■ Task goal
Each record should appear again in the response exactly as it does in the original.

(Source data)
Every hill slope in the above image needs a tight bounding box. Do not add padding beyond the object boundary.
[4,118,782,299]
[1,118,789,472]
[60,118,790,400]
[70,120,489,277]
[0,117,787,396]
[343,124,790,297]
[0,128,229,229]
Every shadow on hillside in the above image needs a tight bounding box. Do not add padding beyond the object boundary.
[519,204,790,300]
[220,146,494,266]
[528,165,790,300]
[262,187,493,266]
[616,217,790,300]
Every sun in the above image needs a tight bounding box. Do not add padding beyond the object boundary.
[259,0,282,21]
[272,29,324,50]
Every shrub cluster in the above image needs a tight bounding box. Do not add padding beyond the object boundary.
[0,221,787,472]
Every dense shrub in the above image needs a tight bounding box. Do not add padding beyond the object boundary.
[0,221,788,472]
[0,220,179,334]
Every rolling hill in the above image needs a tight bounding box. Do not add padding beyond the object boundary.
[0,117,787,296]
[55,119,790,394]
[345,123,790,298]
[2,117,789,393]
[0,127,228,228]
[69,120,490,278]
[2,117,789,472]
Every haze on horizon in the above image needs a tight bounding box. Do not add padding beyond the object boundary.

■ The answer
Every hill slope in the above image needs a tight bounding box. Do not add padding beyond the object boundary.
[4,118,782,299]
[1,118,789,472]
[60,118,790,400]
[70,120,489,277]
[0,117,787,396]
[343,124,790,297]
[0,128,229,229]
Every shadow on hillside in the above image needs a tight bounding box. Do not add padding beyond the object boundary.
[519,204,790,300]
[220,146,494,266]
[528,165,790,300]
[262,187,493,266]
[616,217,790,300]
Every sun in the above image needs a tight bounding box. Do not add padding beyond the object boundary.
[259,0,282,21]
[272,29,324,50]
Every shrub cluster in the above image needs a tight bounding box. Do not add padding beyond the object boundary.
[0,221,787,472]
Every dense shrub in the above image needs a tight bounding box. Do not add padding beyond the object boundary.
[0,221,788,472]
[0,220,179,334]
Every rolling hill in the above image needs a tight bounding box. Do not add padding beyond the object boundary.
[0,117,787,296]
[55,119,790,394]
[345,123,790,298]
[2,117,789,393]
[0,127,228,228]
[69,120,490,278]
[2,117,789,472]
Every haze on horizon in the above image needs a tight bounding box. Do not add padding beyond the object boundary.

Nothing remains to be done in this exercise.